### Excerpted records

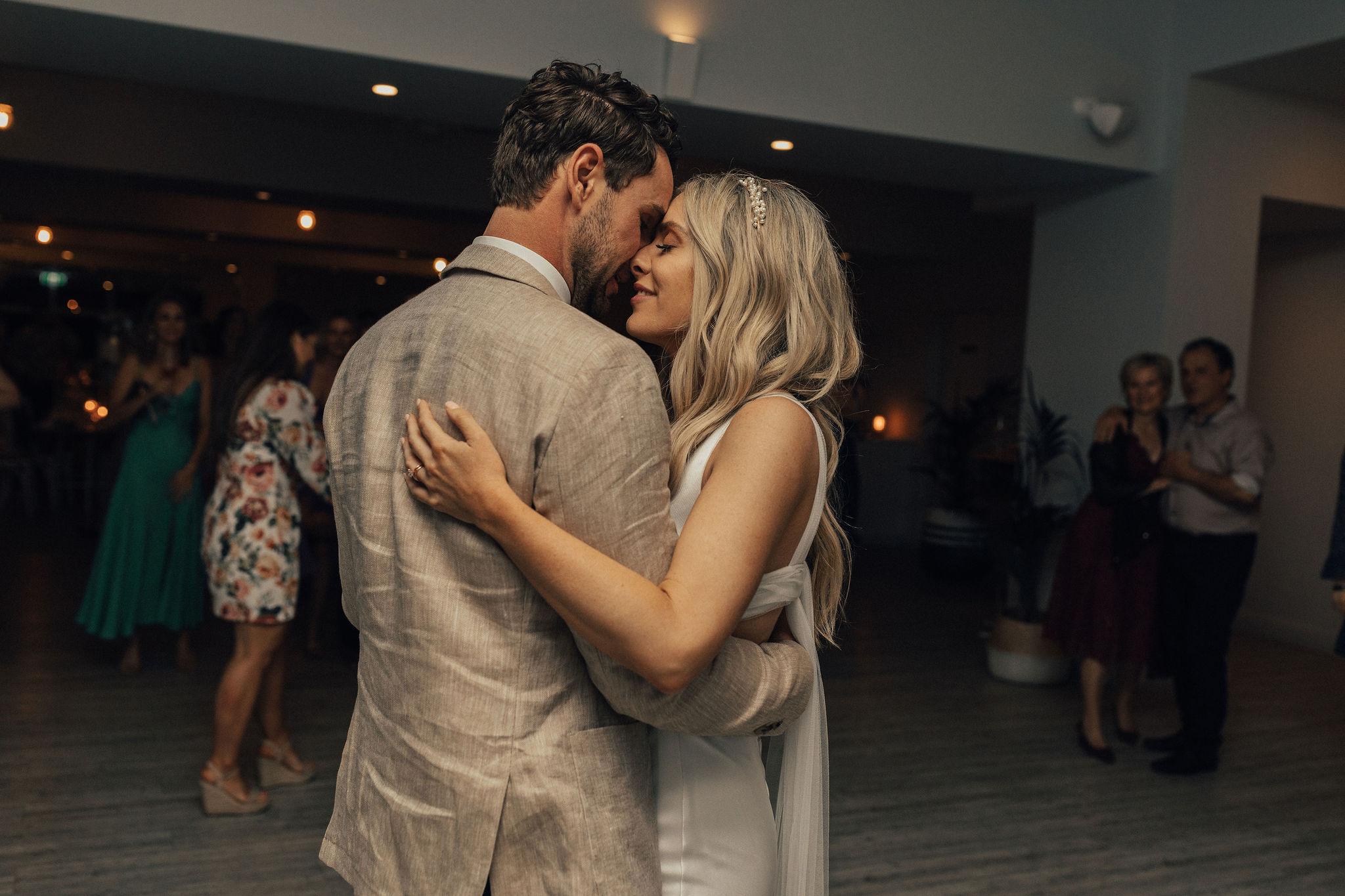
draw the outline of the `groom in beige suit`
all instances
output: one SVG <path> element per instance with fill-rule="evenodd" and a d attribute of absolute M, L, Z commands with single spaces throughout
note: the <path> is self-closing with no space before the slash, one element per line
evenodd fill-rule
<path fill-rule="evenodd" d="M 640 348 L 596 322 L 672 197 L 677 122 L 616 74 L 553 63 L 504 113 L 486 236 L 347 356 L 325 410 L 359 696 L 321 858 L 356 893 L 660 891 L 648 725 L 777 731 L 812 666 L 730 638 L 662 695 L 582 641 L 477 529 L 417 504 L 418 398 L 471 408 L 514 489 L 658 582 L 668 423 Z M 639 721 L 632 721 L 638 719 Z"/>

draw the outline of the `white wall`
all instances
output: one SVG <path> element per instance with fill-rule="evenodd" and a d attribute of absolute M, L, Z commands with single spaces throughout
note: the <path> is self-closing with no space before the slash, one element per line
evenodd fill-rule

######

### Do this:
Can you give every line of the items above as a JSON list of strings, one string per line, with blank lines skipped and the pictures left out?

### Worked solution:
[
  "draw the outline of the `groom in beige suit`",
  "all instances",
  "output: one SVG <path> element per instance with fill-rule=\"evenodd\" and a d attribute of absolute M, L, Z commands with single spaces throughout",
  "note: the <path> is self-closing with no space before the slash, one element per line",
  "evenodd fill-rule",
  "<path fill-rule=\"evenodd\" d=\"M 640 348 L 596 322 L 672 197 L 677 122 L 616 74 L 553 63 L 504 113 L 486 236 L 347 356 L 325 410 L 359 696 L 321 858 L 356 893 L 660 891 L 648 725 L 777 731 L 812 666 L 730 638 L 662 695 L 582 641 L 477 529 L 417 504 L 418 398 L 471 408 L 514 489 L 658 582 L 668 423 Z M 639 721 L 632 721 L 638 719 Z\"/>",
  "draw the outline of the `white wall`",
  "all instances",
  "output: one SVG <path> element per instance with fill-rule=\"evenodd\" and a d attribute of absolute M, L, Z commands with single spaces throughout",
  "note: the <path> is self-closing with no space before the slash, one element per line",
  "evenodd fill-rule"
]